[Collected data]
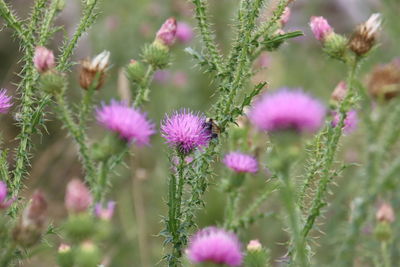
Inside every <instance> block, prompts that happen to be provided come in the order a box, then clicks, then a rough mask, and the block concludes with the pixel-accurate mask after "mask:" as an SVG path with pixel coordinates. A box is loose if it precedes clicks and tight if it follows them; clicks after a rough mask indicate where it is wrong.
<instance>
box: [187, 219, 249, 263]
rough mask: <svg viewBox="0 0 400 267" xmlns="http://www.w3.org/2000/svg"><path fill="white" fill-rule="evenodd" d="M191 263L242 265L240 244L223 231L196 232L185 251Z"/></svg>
mask: <svg viewBox="0 0 400 267" xmlns="http://www.w3.org/2000/svg"><path fill="white" fill-rule="evenodd" d="M186 253H187V255H188V257H189V259H190V261H191V262H192V263H195V264H196V263H202V262H212V263H216V264H226V265H228V266H240V265H241V264H242V259H243V255H242V251H241V244H240V242H239V240H238V238H237V237H236V236H235V235H234V234H233V233H229V232H226V231H225V230H223V229H219V228H216V227H207V228H204V229H202V230H200V231H199V232H197V233H196V234H195V235H194V236H193V237H192V238H191V239H190V242H189V247H188V249H187V251H186Z"/></svg>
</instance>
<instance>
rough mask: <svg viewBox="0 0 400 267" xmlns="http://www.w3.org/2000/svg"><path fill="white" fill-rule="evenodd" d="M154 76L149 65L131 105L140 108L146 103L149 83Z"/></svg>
mask: <svg viewBox="0 0 400 267" xmlns="http://www.w3.org/2000/svg"><path fill="white" fill-rule="evenodd" d="M153 74H154V67H153V66H152V65H149V66H148V67H147V71H146V74H145V76H144V78H143V81H142V83H141V84H139V86H138V90H137V92H136V97H135V100H134V101H133V105H134V106H135V107H140V106H141V105H143V103H144V102H145V101H147V95H148V93H149V88H150V83H151V80H152V77H153Z"/></svg>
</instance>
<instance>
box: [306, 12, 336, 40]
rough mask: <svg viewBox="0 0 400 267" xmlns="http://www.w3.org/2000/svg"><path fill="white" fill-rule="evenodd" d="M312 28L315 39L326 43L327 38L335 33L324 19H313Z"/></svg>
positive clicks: (316, 18) (314, 17)
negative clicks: (325, 41) (330, 35)
mask: <svg viewBox="0 0 400 267" xmlns="http://www.w3.org/2000/svg"><path fill="white" fill-rule="evenodd" d="M310 27H311V31H312V32H313V34H314V36H315V38H316V39H317V40H319V41H321V42H323V41H325V39H326V37H327V36H328V35H330V34H332V33H333V28H332V27H331V26H330V25H329V23H328V21H327V20H326V19H325V18H324V17H311V19H310Z"/></svg>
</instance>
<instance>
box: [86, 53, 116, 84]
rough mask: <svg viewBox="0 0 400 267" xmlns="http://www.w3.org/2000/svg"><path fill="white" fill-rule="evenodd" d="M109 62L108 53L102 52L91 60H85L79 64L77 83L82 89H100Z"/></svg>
mask: <svg viewBox="0 0 400 267" xmlns="http://www.w3.org/2000/svg"><path fill="white" fill-rule="evenodd" d="M109 60H110V52H109V51H103V52H101V53H100V54H98V55H97V56H95V57H94V58H93V59H92V60H90V59H85V60H83V61H82V64H81V71H80V74H79V83H80V85H81V87H82V88H83V89H86V90H87V89H89V88H90V87H93V88H94V89H96V90H98V89H100V88H101V87H102V86H103V84H104V80H105V76H106V69H107V67H108V64H109Z"/></svg>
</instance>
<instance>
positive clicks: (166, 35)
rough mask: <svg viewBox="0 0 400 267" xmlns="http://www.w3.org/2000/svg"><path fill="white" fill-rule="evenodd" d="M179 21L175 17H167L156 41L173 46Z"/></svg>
mask: <svg viewBox="0 0 400 267" xmlns="http://www.w3.org/2000/svg"><path fill="white" fill-rule="evenodd" d="M176 29H177V23H176V19H175V18H169V19H167V20H166V21H165V22H164V24H163V25H162V26H161V28H160V30H158V32H157V34H156V39H155V42H159V43H161V44H163V45H165V46H167V47H170V46H172V45H173V44H174V43H175V39H176Z"/></svg>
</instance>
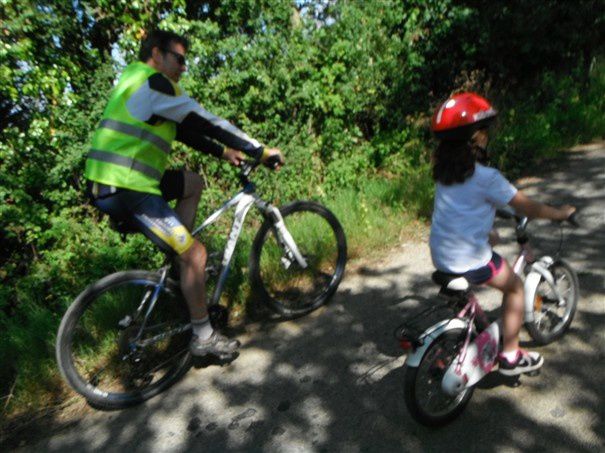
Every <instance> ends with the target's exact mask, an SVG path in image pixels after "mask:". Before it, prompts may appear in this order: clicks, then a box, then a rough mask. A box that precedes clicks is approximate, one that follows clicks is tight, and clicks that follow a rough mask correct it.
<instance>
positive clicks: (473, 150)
mask: <svg viewBox="0 0 605 453" xmlns="http://www.w3.org/2000/svg"><path fill="white" fill-rule="evenodd" d="M473 148H474V147H473V145H472V144H471V142H470V141H468V140H442V141H441V142H440V143H439V146H438V147H437V150H436V151H435V154H434V155H433V179H434V180H435V181H437V182H440V183H441V184H443V185H445V186H449V185H452V184H456V183H463V182H464V181H465V180H466V179H467V178H470V177H471V176H473V173H475V161H476V153H475V151H474V149H473Z"/></svg>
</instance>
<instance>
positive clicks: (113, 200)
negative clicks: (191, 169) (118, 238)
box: [87, 170, 194, 255]
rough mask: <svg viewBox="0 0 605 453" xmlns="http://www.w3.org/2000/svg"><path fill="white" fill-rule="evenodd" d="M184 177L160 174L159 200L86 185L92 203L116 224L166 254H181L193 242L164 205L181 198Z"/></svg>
mask: <svg viewBox="0 0 605 453" xmlns="http://www.w3.org/2000/svg"><path fill="white" fill-rule="evenodd" d="M184 189H185V176H184V173H183V172H182V171H174V170H169V171H166V172H164V176H163V177H162V181H161V182H160V190H161V191H162V196H159V195H154V194H150V193H143V192H137V191H134V190H129V189H121V188H114V187H110V186H106V185H104V184H99V183H93V182H92V181H89V182H88V185H87V192H88V196H89V198H90V199H91V201H92V203H93V204H94V205H95V206H96V207H97V208H98V209H99V210H101V211H102V212H104V213H105V214H108V215H109V216H110V217H111V218H112V219H114V220H115V221H117V222H125V223H126V224H127V225H128V226H129V227H132V228H133V229H135V230H137V231H140V232H141V233H143V234H144V235H145V236H147V237H148V238H149V239H150V240H151V241H152V242H153V243H154V244H156V245H157V246H158V247H159V248H160V249H161V250H162V251H164V252H166V253H170V254H172V253H176V254H178V255H180V254H182V253H184V252H185V251H187V250H188V249H189V247H191V245H192V244H193V242H194V240H193V237H192V236H191V234H190V232H189V230H187V228H186V227H185V226H184V225H183V224H182V222H181V220H180V219H179V217H178V216H177V214H176V212H174V210H173V209H172V208H171V207H170V206H169V205H168V201H171V200H178V199H181V198H183V193H184Z"/></svg>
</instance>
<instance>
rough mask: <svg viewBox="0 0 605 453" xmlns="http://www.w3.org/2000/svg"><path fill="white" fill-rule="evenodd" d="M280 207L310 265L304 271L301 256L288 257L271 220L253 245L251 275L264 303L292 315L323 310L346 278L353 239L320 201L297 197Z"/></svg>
mask: <svg viewBox="0 0 605 453" xmlns="http://www.w3.org/2000/svg"><path fill="white" fill-rule="evenodd" d="M279 210H280V213H281V215H282V217H283V218H284V222H285V224H286V226H287V228H288V231H289V232H290V234H292V236H293V238H294V240H295V242H296V244H297V246H298V247H299V249H300V251H301V253H302V254H303V256H304V257H305V259H306V260H307V262H308V264H309V266H308V267H307V269H301V268H300V267H299V266H298V264H297V263H296V261H295V260H293V261H287V260H286V261H284V260H285V258H284V256H283V249H282V248H281V247H280V246H279V244H278V241H277V240H276V239H275V236H276V235H275V234H273V235H270V234H269V232H270V231H273V221H272V220H271V219H266V220H265V221H264V222H263V224H262V225H261V227H260V229H259V230H258V232H257V234H256V236H255V238H254V241H253V243H252V252H251V254H250V264H249V266H250V279H251V285H252V289H253V291H254V293H255V294H256V295H258V296H259V297H260V298H261V299H262V301H263V302H264V303H266V304H267V305H268V306H269V307H270V308H271V309H272V310H273V311H275V312H277V313H278V314H279V315H280V316H282V317H284V318H288V319H291V318H296V317H299V316H302V315H305V314H307V313H310V312H311V311H313V310H315V309H317V308H319V307H320V306H322V305H324V304H325V303H326V302H327V301H328V300H329V299H330V297H331V296H332V295H333V294H334V293H335V292H336V290H337V288H338V285H339V284H340V281H341V280H342V277H343V276H344V271H345V266H346V261H347V241H346V237H345V233H344V230H343V228H342V226H341V225H340V222H339V221H338V219H337V218H336V216H335V215H334V214H332V212H330V211H329V210H328V209H327V208H326V207H324V206H322V205H321V204H319V203H315V202H312V201H296V202H293V203H290V204H288V205H286V206H283V207H281V208H280V209H279ZM280 262H281V264H282V265H281V266H279V264H280ZM288 266H289V267H288ZM318 281H319V283H320V285H317V284H316V283H317V282H318ZM295 285H299V286H300V287H298V288H295V287H294V286H295Z"/></svg>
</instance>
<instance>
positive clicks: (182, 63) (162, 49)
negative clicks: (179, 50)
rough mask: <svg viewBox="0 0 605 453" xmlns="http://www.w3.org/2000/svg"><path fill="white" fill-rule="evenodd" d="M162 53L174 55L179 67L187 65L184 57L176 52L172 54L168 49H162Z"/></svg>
mask: <svg viewBox="0 0 605 453" xmlns="http://www.w3.org/2000/svg"><path fill="white" fill-rule="evenodd" d="M162 50H163V51H164V52H166V53H169V54H172V55H174V58H176V62H177V63H178V64H179V65H180V66H185V65H186V64H187V60H185V57H184V56H183V55H181V54H180V53H178V52H174V51H172V50H170V49H162Z"/></svg>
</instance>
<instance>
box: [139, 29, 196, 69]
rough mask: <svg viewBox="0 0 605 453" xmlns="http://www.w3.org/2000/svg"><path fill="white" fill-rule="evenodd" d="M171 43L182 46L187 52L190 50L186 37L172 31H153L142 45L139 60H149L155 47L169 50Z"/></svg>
mask: <svg viewBox="0 0 605 453" xmlns="http://www.w3.org/2000/svg"><path fill="white" fill-rule="evenodd" d="M170 43H177V44H180V45H182V46H183V47H184V48H185V50H188V49H189V41H188V40H187V38H185V37H184V36H181V35H177V34H176V33H174V32H171V31H164V30H151V31H150V32H149V33H148V34H147V36H146V37H145V39H144V40H143V42H142V43H141V49H140V50H139V60H140V61H143V62H145V61H147V60H149V59H150V58H151V51H152V50H153V48H154V47H158V48H159V49H161V50H163V51H165V50H169V47H170Z"/></svg>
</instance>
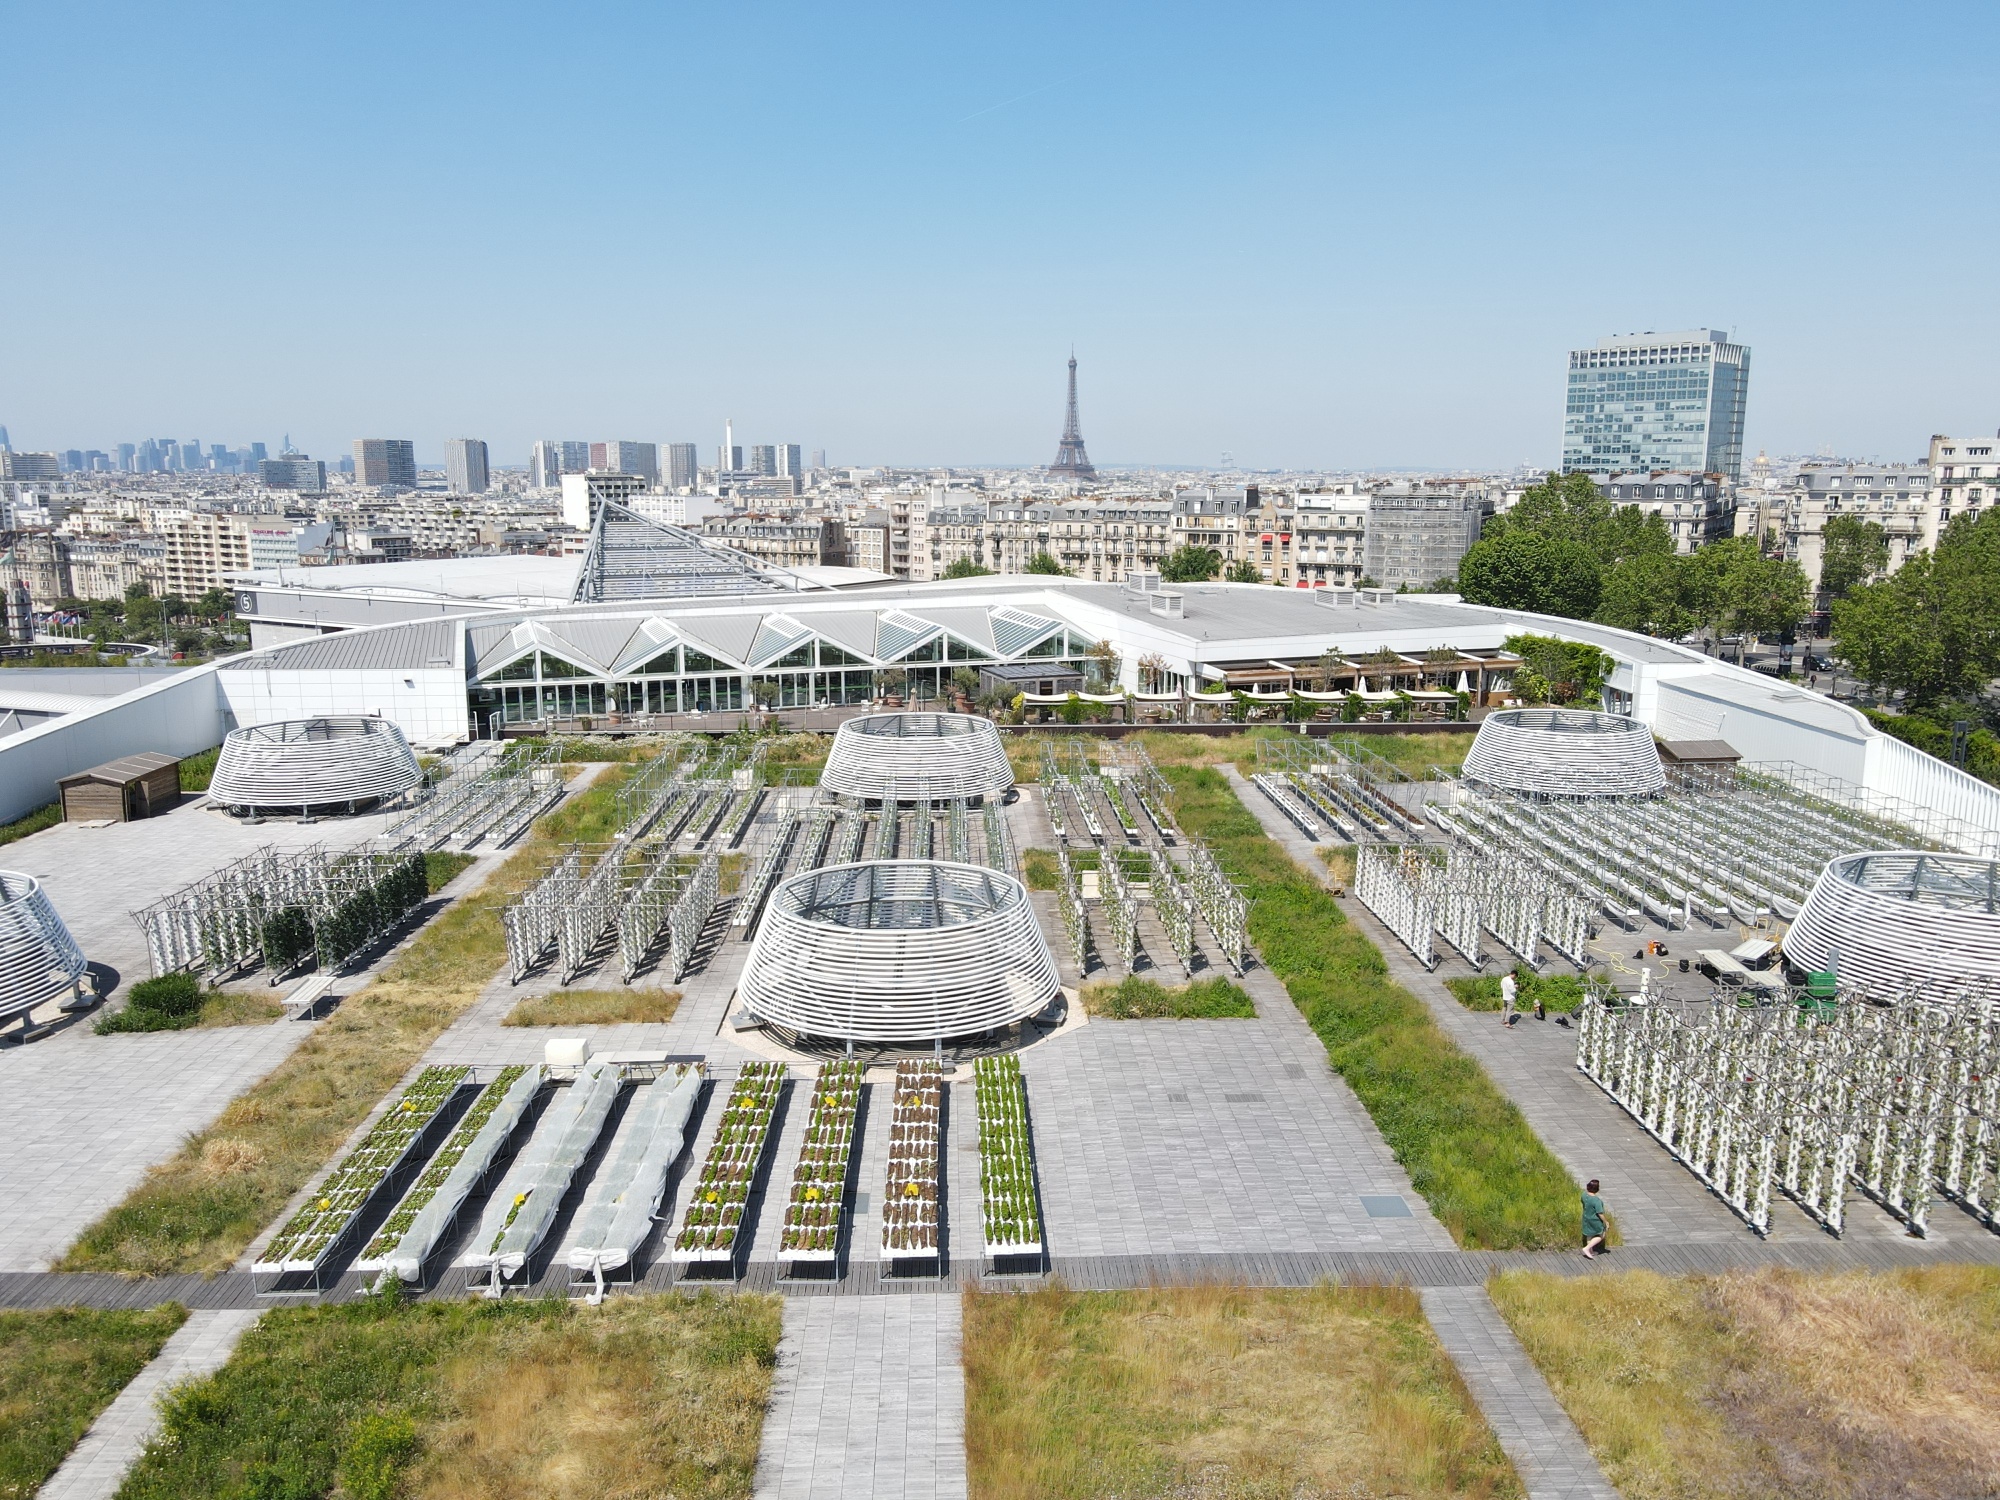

What to do – A lone number is the expected answer: the count of lines in these entries holding the string "order".

Your response – 2